*Required work*:
**a.** For the leadership passage below, state whether each statement agrees with it, answering yes or no and quoting the deciding words exactly: (i) the passage announces four things leaders need to be aware of; (ii) the passage holds that a leader has value apart from any organisation; (iii) the passage describes leaders as perfect.
**b.** Transcribe the part of the leadership passage below that opens with the words containing "It is essential" and closes with "other way around.".

*Excerpted passage*:

The P&L, the Balance Sheet, Cash Flow Projections, revenues, profit, the list goes on regarding where we leaders place our attention. There is nothing like a pandemic to have you focused on the numbers in the business. It is easy to get caught up in the dynamics of survival and forget some of the subtleties needed to lead an organisation. These usually revolve around our people and how we treat them and how we think about them. Like a juggler keeping 5 balls in mid-air rotation or the artist who can keep many, many plates spinning at the same time, we have to be agile and be capable of concentrating on more than one thing at a time.
Here are four things we need to be aware of while we struggle through the day to day.
It is essential to influence others to cooperate toward achieving desired results: the leader only has value in relation to an organisation and the people who constitute it. Basically, we know this, but often in straited times, our force of will, determination, grit and guts drive us to push ourselves hard and push everyone else hard as well. Cooperation becomes replaced with demands, orders, announcements from on high reflecting one single perspective – our own. The servant leader rhetoric is flung straight out the window and the value of the people to the leader becomes the dominant consideration, rather than the other way around.
The leader’s total personality, including the attitudes toward life and particularly toward people, will determine success or failure as a leader.
Being perfect would make this whole leader gig much easier. In fact, we are a tangled web of fears, hopes, desires and value judgements. Basically, as we progress through organisations as a leader, we start to smooth off some of the rough edges. We learn to curb our sardonic wit, sharpish tongue, that devastating riposte and love of bitter, razor sharp irony.

*Extracted material*:

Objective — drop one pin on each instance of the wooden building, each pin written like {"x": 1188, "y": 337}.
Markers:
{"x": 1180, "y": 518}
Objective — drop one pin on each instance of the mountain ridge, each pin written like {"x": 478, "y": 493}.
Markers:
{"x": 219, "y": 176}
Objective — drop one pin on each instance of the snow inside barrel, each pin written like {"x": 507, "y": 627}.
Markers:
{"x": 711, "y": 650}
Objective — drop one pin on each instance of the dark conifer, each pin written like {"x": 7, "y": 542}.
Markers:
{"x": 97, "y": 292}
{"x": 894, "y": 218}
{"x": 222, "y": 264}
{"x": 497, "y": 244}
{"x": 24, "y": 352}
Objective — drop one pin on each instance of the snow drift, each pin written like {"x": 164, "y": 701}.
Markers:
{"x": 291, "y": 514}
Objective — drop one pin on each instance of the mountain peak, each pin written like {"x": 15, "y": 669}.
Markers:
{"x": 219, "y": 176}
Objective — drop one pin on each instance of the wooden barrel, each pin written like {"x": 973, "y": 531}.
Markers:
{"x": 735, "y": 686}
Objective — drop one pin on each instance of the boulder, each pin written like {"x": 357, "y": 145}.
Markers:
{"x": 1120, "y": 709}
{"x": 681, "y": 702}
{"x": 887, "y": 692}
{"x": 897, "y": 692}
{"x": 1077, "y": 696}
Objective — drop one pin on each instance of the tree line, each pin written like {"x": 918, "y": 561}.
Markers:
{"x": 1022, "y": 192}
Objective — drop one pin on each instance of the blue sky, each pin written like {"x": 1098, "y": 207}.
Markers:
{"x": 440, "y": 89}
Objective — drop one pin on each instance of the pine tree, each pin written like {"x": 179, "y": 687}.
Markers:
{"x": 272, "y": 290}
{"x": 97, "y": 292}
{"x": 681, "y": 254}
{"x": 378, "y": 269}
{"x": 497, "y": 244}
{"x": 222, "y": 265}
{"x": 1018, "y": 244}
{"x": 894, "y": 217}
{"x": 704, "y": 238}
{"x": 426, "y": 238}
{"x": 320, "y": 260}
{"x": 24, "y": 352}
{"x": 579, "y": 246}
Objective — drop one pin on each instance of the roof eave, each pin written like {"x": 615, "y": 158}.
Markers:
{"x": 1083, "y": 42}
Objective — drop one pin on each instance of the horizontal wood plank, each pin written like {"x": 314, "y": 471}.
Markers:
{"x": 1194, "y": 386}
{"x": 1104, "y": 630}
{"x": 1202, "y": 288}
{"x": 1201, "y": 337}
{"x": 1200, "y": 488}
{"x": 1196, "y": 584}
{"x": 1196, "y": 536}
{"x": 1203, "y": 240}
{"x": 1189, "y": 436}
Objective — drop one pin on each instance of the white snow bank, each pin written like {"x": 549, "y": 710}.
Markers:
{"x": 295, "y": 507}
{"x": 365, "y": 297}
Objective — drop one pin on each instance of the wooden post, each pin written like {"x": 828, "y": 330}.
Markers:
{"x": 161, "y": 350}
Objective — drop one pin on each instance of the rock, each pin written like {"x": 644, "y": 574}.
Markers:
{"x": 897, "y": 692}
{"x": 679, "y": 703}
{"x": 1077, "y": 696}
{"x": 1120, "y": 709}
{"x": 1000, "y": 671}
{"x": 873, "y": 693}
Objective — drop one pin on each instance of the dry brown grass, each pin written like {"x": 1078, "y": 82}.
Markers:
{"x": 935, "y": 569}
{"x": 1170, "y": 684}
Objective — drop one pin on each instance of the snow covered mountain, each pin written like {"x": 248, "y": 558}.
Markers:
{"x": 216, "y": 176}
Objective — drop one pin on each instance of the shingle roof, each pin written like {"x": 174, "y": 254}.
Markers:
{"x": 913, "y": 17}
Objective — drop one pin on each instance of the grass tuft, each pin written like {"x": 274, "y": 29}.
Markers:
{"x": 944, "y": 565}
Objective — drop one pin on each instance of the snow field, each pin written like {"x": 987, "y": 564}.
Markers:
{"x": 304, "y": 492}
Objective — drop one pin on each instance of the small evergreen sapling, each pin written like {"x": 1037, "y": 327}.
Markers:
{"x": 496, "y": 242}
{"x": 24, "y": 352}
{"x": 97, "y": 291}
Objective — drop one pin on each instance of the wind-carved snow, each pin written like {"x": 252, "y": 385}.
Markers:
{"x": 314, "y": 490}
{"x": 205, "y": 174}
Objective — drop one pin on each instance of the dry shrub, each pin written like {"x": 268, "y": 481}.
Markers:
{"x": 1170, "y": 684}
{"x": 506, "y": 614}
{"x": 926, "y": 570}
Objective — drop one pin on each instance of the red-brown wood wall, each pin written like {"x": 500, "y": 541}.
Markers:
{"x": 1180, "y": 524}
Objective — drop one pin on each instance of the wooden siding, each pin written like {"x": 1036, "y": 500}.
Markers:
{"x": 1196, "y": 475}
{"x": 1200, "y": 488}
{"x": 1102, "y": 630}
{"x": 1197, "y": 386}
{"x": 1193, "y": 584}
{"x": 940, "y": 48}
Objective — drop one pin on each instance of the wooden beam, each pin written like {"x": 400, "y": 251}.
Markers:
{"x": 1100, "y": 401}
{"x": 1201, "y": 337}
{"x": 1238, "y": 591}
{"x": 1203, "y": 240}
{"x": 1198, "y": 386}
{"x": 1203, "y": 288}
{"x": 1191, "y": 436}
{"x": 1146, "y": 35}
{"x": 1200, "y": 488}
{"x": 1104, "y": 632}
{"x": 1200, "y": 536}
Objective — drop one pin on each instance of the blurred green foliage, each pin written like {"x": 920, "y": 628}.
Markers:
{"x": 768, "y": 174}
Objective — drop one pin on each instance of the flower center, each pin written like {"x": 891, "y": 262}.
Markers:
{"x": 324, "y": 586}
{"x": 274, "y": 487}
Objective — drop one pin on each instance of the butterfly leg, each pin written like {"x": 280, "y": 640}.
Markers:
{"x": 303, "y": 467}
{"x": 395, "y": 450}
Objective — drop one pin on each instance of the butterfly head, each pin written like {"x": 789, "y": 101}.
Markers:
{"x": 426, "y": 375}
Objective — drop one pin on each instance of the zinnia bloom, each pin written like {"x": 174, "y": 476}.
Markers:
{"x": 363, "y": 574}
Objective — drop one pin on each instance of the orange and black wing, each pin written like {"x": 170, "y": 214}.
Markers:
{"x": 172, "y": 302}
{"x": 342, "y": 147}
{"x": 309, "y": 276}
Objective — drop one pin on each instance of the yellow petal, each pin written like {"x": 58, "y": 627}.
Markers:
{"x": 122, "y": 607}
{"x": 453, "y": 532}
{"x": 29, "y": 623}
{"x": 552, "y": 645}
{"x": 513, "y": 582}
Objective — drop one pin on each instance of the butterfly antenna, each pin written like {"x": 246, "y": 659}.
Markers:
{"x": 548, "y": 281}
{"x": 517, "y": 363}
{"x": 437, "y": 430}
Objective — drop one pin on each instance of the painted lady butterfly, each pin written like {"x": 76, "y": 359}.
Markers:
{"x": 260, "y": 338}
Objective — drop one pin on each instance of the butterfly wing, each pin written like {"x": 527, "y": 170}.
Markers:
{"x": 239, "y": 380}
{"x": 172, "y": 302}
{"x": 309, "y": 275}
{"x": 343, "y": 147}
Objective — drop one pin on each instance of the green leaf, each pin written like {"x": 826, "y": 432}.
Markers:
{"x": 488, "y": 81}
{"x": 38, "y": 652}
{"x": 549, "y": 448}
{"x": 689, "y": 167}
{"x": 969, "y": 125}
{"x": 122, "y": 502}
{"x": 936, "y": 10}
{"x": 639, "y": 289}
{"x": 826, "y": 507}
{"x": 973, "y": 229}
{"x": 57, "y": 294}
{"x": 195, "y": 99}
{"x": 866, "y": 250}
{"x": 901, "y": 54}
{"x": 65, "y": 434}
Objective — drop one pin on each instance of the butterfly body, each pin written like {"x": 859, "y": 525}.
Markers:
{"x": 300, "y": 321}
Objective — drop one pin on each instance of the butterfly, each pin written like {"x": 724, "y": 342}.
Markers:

*Answers by item number*:
**a.**
(i) Yes: "Here are four things we need to be aware of while we struggle through the day to day."
(ii) No: "the leader only has value in relation to an organisation and the people who constitute it"
(iii) No: "In fact, we are a tangled web of fears, hopes, desires and value judgements."

**b.**
It is essential to influence others to cooperate toward achieving desired results: the leader only has value in relation to an organisation and the people who constitute it. Basically, we know this, but often in straited times, our force of will, determination, grit and guts drive us to push ourselves hard and push everyone else hard as well. Cooperation becomes replaced with demands, orders, announcements from on high reflecting one single perspective – our own. The servant leader rhetoric is flung straight out the window and the value of the people to the leader becomes the dominant consideration, rather than the other way around.